§ What the task requires:
As the output, give exactly the lines that run from the one with "foot is with a bounding box." through the end of the records below, and omit pictures.

§ Stored data:

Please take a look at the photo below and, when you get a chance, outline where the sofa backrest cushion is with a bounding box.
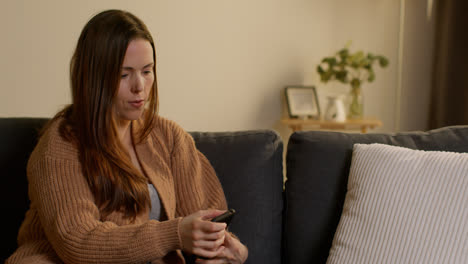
[283,126,468,264]
[0,117,49,262]
[191,130,284,264]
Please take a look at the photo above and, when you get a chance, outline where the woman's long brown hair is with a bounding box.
[48,10,158,220]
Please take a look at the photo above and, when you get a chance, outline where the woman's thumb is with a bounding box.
[200,209,226,220]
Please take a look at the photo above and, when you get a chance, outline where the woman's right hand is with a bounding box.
[179,210,227,258]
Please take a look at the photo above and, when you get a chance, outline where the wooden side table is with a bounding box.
[281,117,383,133]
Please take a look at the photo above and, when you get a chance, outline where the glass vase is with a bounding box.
[348,85,363,119]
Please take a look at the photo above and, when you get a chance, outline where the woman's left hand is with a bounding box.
[195,231,248,264]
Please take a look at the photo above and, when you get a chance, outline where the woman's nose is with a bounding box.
[131,74,144,93]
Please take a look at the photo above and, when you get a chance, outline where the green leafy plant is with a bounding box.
[316,44,389,118]
[317,46,389,89]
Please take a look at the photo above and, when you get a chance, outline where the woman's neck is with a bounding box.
[116,120,133,150]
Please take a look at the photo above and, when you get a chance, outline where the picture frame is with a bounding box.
[285,86,321,119]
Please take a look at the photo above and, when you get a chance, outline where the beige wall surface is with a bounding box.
[399,0,435,132]
[0,0,434,135]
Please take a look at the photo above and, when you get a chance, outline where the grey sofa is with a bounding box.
[2,117,468,263]
[1,118,284,264]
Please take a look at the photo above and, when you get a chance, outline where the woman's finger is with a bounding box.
[195,257,228,264]
[198,220,226,233]
[199,209,226,221]
[192,245,225,259]
[199,229,225,241]
[193,233,225,250]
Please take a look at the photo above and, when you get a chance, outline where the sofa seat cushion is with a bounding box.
[327,143,468,263]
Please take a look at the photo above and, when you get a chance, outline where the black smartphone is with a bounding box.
[211,209,236,226]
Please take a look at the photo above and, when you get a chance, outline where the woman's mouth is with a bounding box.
[129,99,144,108]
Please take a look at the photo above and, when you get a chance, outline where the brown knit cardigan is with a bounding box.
[6,116,227,264]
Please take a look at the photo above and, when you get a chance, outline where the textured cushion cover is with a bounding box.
[327,143,468,263]
[284,126,468,264]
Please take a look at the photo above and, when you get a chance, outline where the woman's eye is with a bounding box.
[121,74,128,78]
[144,71,152,75]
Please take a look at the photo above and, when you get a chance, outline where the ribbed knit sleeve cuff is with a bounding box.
[147,217,183,256]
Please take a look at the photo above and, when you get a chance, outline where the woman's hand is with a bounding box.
[195,231,248,264]
[180,210,227,259]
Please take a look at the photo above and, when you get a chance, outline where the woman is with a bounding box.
[7,9,248,264]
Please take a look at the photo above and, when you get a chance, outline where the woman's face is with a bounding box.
[115,38,154,123]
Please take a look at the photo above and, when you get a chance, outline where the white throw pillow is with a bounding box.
[327,143,468,264]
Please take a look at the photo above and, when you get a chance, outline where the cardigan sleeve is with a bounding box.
[170,127,228,217]
[28,152,183,264]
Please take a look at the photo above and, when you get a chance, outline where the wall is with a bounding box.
[399,0,435,131]
[0,0,434,136]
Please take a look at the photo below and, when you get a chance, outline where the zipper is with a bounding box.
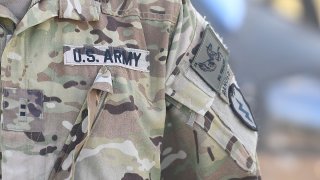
[49,67,113,179]
[73,90,109,161]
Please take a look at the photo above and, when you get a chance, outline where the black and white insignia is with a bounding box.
[191,25,229,101]
[229,84,258,131]
[197,44,222,72]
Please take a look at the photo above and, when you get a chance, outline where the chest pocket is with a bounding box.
[165,25,259,173]
[100,0,180,21]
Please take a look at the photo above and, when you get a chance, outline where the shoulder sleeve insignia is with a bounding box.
[191,25,230,103]
[229,84,258,131]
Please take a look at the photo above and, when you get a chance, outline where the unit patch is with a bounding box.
[229,84,257,131]
[191,25,230,103]
[2,88,44,132]
[64,45,150,72]
[220,65,233,103]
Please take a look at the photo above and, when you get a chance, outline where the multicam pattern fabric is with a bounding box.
[162,97,261,179]
[0,0,261,179]
[2,88,44,132]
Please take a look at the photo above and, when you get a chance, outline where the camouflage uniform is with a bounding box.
[0,0,261,179]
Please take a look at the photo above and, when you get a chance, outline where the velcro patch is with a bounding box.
[2,88,44,132]
[220,65,234,103]
[229,84,257,131]
[64,45,150,72]
[191,25,229,102]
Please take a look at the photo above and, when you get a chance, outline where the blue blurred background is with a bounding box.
[191,0,320,179]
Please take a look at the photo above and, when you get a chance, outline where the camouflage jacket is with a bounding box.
[0,0,261,179]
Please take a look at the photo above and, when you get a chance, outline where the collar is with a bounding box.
[0,4,19,24]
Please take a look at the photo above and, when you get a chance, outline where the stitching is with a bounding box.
[100,4,179,24]
[101,12,178,24]
[63,44,150,53]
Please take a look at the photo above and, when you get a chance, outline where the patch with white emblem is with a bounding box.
[191,25,230,103]
[229,84,258,131]
[63,45,150,72]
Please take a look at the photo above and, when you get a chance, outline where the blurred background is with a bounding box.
[191,0,320,179]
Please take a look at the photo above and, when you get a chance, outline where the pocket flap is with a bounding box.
[166,71,214,116]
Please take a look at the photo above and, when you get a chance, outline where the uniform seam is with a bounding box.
[102,13,179,25]
[100,2,180,25]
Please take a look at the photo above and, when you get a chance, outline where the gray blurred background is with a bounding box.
[191,0,320,179]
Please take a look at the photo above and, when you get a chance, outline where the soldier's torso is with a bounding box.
[0,0,261,180]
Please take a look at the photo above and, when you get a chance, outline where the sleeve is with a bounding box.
[162,0,262,179]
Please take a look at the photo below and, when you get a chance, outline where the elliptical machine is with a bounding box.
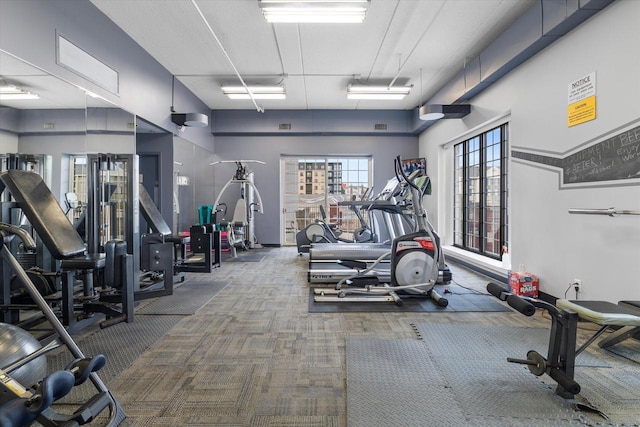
[296,192,377,254]
[314,156,448,307]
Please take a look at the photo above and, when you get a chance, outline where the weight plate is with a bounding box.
[526,350,547,376]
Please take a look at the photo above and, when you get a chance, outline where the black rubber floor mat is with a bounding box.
[225,254,265,262]
[137,280,230,315]
[309,284,511,313]
[47,314,183,404]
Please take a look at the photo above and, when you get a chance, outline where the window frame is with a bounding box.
[453,123,509,259]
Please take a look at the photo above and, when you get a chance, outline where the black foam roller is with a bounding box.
[549,368,581,395]
[507,294,536,316]
[487,282,507,299]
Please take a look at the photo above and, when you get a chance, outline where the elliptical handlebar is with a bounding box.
[394,156,429,233]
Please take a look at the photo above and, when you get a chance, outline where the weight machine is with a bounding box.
[212,160,264,252]
[85,154,177,301]
[0,168,134,331]
[486,205,640,399]
[139,183,220,275]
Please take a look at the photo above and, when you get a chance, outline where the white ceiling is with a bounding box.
[89,0,537,112]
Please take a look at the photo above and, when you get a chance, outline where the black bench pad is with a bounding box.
[0,170,85,259]
[60,254,106,270]
[139,183,172,236]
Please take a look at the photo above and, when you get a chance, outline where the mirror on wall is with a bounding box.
[172,136,215,233]
[1,49,214,239]
[1,49,88,201]
[1,49,136,243]
[1,49,136,184]
[87,99,136,154]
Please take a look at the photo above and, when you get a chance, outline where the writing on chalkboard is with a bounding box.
[512,124,640,186]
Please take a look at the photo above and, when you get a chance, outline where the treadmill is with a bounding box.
[308,172,451,284]
[307,176,408,264]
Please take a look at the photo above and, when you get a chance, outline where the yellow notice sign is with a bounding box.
[568,95,596,127]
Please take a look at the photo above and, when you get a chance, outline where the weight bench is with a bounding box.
[0,169,133,329]
[556,299,640,350]
[596,300,640,349]
[488,282,640,399]
[139,183,219,274]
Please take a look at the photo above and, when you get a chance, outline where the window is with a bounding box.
[453,124,508,259]
[287,156,372,242]
[68,155,87,224]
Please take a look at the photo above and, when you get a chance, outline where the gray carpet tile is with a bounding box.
[604,335,640,364]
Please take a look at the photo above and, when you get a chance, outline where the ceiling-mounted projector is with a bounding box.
[171,112,209,127]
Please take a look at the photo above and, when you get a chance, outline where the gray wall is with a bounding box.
[16,108,135,201]
[213,135,418,245]
[0,129,19,153]
[420,0,640,302]
[212,110,414,135]
[137,132,174,229]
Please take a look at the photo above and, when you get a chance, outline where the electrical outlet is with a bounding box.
[573,279,582,292]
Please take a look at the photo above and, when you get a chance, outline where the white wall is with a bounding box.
[420,0,640,302]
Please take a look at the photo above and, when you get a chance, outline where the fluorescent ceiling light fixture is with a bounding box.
[0,81,39,100]
[0,82,20,93]
[0,92,40,100]
[222,85,286,100]
[419,104,471,121]
[259,0,368,23]
[85,91,102,99]
[347,85,411,100]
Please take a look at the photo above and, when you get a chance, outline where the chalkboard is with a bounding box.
[512,124,640,185]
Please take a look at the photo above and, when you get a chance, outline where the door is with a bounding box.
[281,157,300,245]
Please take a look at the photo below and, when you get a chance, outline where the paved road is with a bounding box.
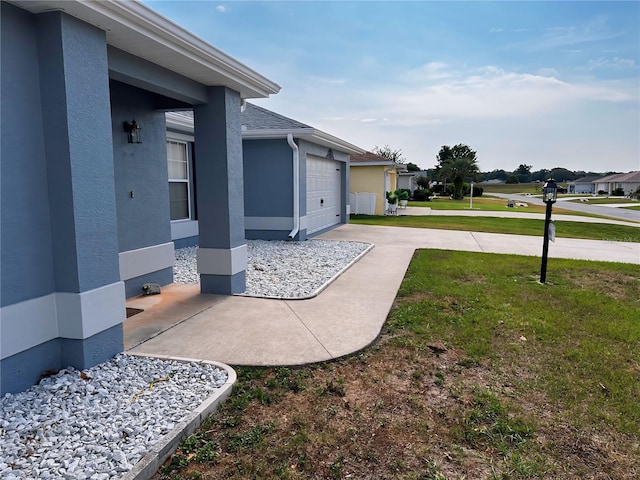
[400,207,640,228]
[488,193,640,223]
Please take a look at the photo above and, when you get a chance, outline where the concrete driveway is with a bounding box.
[126,224,639,367]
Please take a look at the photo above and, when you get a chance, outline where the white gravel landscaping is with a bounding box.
[0,355,228,479]
[1,239,372,479]
[174,239,373,298]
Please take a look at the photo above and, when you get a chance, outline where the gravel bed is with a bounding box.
[0,239,371,479]
[0,354,228,479]
[174,239,372,298]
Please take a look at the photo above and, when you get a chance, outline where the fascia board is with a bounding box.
[10,0,280,99]
[351,162,395,167]
[310,130,366,155]
[241,129,312,140]
[243,128,365,155]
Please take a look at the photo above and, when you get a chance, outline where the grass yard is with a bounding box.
[156,252,640,479]
[407,197,552,214]
[479,183,543,195]
[567,198,638,205]
[350,215,640,243]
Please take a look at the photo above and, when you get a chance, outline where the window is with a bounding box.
[167,140,190,220]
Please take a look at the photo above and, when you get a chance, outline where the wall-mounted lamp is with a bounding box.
[123,120,142,144]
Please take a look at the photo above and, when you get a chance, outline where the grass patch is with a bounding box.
[350,214,640,242]
[408,197,553,214]
[157,253,640,480]
[479,182,544,195]
[567,197,637,205]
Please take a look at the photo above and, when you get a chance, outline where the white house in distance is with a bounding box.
[592,171,640,196]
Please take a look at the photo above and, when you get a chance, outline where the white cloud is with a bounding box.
[489,28,504,33]
[215,5,227,13]
[252,61,639,171]
[588,56,636,69]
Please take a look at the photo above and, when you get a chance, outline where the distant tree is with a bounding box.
[406,162,421,172]
[550,167,578,182]
[531,169,550,182]
[416,176,430,190]
[506,175,519,184]
[515,164,532,183]
[485,169,508,181]
[434,144,479,199]
[373,145,405,164]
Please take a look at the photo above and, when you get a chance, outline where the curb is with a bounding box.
[122,353,237,480]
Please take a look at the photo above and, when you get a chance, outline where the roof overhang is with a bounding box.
[242,129,365,156]
[351,161,403,168]
[166,112,365,155]
[8,0,280,99]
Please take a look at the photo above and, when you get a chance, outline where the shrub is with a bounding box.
[413,189,429,201]
[612,187,625,196]
[598,190,606,195]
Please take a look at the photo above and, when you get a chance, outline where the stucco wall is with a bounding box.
[243,139,294,218]
[111,81,172,253]
[1,4,124,394]
[1,3,56,306]
[350,166,387,215]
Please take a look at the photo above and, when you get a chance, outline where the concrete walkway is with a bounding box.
[126,224,639,366]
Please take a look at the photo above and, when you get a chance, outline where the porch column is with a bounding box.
[193,87,247,294]
[37,12,124,367]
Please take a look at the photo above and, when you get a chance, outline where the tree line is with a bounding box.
[372,144,621,187]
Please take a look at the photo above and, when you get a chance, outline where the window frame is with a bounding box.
[167,138,192,222]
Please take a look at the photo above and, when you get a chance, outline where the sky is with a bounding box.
[144,0,640,173]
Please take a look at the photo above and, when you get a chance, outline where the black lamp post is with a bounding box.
[540,178,558,284]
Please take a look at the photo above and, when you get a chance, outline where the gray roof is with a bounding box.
[242,103,310,131]
[165,104,311,131]
[165,103,365,155]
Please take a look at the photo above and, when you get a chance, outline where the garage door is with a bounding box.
[306,155,342,235]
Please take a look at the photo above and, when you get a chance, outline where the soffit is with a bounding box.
[9,0,280,99]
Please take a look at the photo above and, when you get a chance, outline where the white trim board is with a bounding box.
[119,242,175,281]
[197,245,247,276]
[1,282,126,360]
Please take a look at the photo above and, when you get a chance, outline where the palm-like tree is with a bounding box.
[435,144,479,199]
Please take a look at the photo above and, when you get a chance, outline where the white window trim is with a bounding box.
[167,138,192,222]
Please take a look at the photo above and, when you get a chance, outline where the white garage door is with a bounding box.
[306,155,342,235]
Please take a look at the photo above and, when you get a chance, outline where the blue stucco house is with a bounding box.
[1,0,280,395]
[166,104,364,245]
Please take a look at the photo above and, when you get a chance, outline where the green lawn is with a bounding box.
[409,197,550,214]
[479,182,544,195]
[568,197,638,205]
[350,215,640,242]
[159,252,640,479]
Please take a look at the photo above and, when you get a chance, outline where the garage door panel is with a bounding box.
[306,156,341,234]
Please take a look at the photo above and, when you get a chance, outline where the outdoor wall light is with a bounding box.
[540,178,558,283]
[123,120,142,144]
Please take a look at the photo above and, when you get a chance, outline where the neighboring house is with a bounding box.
[397,170,430,192]
[567,176,600,194]
[1,0,279,395]
[593,171,640,196]
[350,152,405,215]
[166,104,364,243]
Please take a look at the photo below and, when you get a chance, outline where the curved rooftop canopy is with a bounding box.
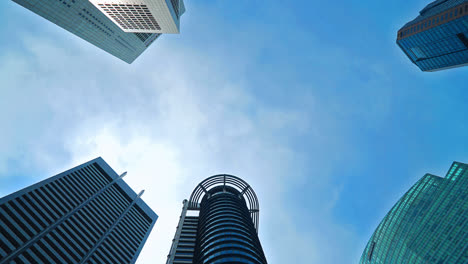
[188,174,260,232]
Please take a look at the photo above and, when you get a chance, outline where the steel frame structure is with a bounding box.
[188,174,260,232]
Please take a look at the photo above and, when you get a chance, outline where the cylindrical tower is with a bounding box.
[194,185,267,263]
[166,174,267,264]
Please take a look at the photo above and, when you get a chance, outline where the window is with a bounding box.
[170,0,180,18]
[98,4,161,31]
[456,33,468,49]
[368,242,376,261]
[411,47,427,60]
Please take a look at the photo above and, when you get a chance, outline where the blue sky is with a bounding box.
[1,0,468,263]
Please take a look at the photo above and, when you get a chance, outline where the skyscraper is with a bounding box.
[396,0,468,71]
[0,157,157,264]
[360,161,468,264]
[11,0,167,63]
[166,174,268,264]
[89,0,185,33]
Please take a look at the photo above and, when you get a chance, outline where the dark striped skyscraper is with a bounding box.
[166,175,268,264]
[397,0,468,71]
[0,157,157,264]
[360,161,468,264]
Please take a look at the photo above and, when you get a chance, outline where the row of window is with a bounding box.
[79,13,112,37]
[399,4,468,39]
[88,205,152,263]
[199,242,264,263]
[199,230,256,252]
[134,32,152,42]
[82,8,115,34]
[98,4,161,31]
[416,49,468,71]
[171,216,198,262]
[202,248,265,264]
[409,35,468,61]
[143,33,161,47]
[170,0,180,18]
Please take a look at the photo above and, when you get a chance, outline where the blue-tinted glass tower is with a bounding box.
[11,0,163,63]
[166,175,268,264]
[360,161,468,264]
[397,0,468,71]
[0,157,157,264]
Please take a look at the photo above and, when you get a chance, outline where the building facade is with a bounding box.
[12,0,163,63]
[397,0,468,71]
[360,161,468,264]
[0,157,157,264]
[89,0,185,33]
[167,174,268,264]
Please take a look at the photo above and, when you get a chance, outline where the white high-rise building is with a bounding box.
[11,0,163,64]
[89,0,185,33]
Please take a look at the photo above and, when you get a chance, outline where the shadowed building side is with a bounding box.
[0,157,157,264]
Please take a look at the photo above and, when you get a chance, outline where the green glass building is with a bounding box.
[360,162,468,264]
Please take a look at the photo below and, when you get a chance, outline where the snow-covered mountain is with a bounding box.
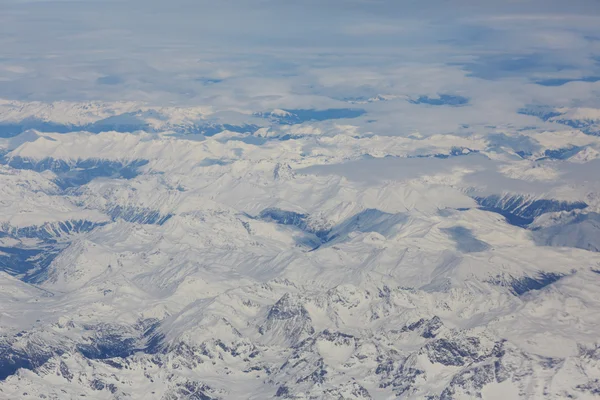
[0,95,599,400]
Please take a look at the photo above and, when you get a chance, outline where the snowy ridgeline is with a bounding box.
[0,101,599,399]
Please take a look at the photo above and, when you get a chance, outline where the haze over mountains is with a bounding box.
[1,0,600,399]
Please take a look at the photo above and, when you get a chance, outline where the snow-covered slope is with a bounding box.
[0,99,599,400]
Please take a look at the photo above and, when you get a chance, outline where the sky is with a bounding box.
[1,0,600,136]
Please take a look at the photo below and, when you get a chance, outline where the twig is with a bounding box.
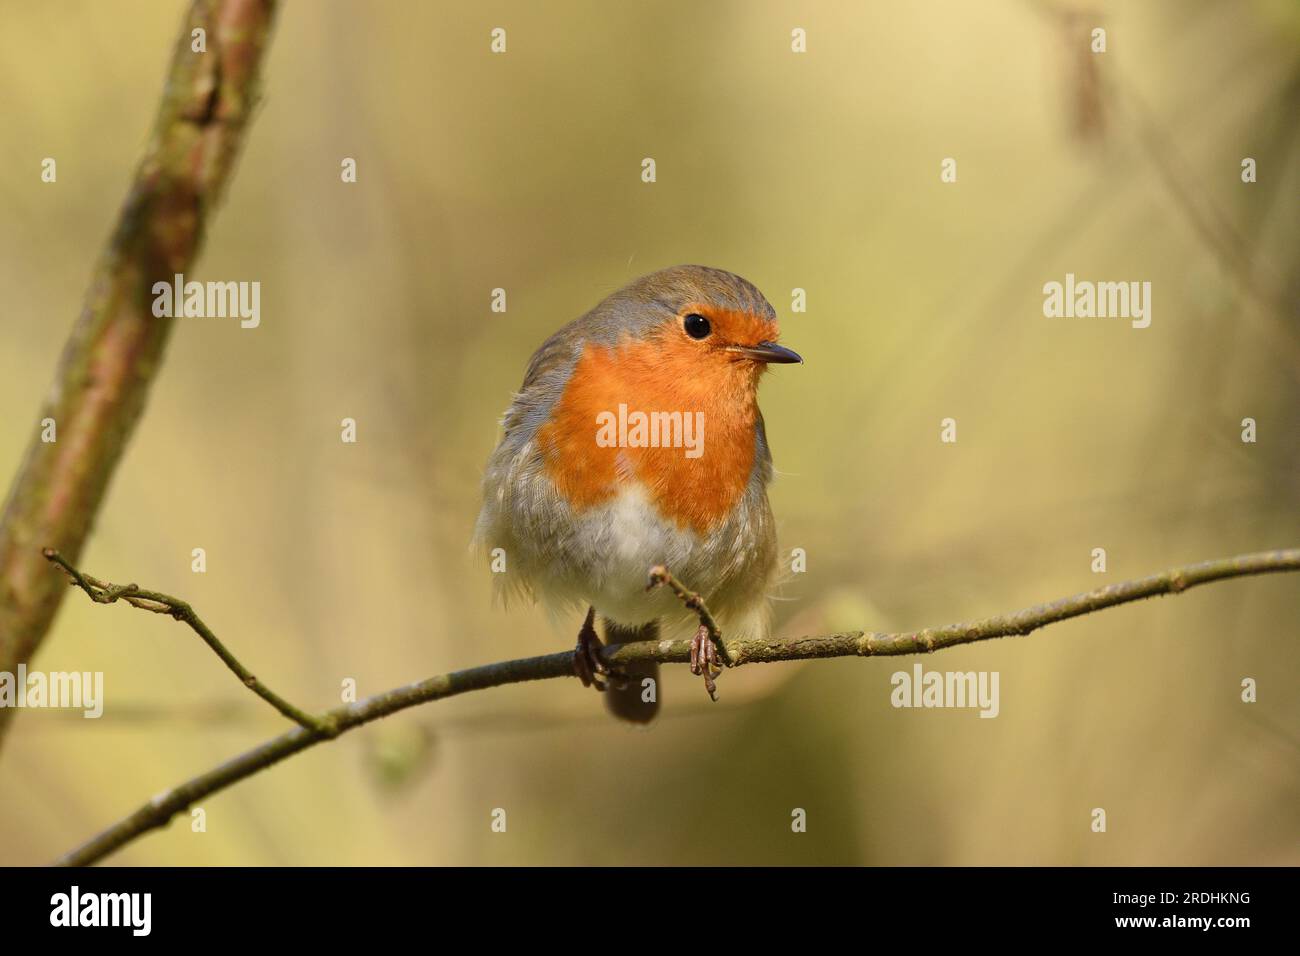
[43,550,328,736]
[0,0,280,752]
[648,564,728,700]
[54,548,1299,867]
[647,565,725,652]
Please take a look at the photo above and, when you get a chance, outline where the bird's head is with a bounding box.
[597,265,802,393]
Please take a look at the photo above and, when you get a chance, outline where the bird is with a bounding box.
[475,265,800,722]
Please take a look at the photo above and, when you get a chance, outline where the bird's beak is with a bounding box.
[731,341,803,364]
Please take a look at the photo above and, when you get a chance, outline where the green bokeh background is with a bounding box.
[0,0,1296,865]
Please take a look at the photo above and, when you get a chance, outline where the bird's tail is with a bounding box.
[602,619,661,724]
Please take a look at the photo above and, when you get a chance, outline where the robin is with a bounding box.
[475,265,801,722]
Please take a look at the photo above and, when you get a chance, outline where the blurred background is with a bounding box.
[0,0,1297,865]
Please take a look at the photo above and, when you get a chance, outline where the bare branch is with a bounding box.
[43,550,328,735]
[648,564,725,654]
[0,0,280,751]
[648,563,726,699]
[54,548,1299,867]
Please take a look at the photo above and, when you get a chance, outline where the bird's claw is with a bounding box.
[573,608,631,691]
[689,623,722,702]
[573,609,609,691]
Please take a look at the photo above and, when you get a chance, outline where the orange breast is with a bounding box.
[536,330,759,534]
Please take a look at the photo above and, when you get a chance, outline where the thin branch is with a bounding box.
[0,0,280,752]
[54,548,1299,867]
[42,549,328,735]
[648,563,727,700]
[648,564,725,652]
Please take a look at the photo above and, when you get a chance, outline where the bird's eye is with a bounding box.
[683,313,712,339]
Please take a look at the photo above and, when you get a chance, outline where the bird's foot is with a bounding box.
[648,566,726,702]
[689,622,722,702]
[573,607,612,690]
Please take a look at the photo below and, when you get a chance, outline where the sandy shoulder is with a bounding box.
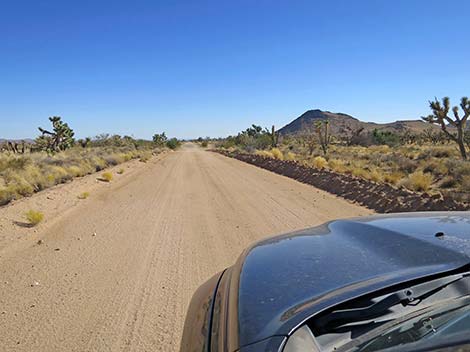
[0,151,169,257]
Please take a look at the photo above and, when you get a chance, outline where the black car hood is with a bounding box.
[236,212,470,349]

§ Result of the exercise:
Please take a look at the photo above and, when you get a chance, outline where the bird's foot is with a bounding box.
[648,566,726,702]
[689,622,722,702]
[573,607,612,690]
Please take a look at the photo below and, when you get a chance, outline where the sandy shoulder is with a bounding box.
[0,151,169,257]
Please take a look at the photo above and, when you get a chance, outline where the black car hood is with a bounding box.
[236,212,470,349]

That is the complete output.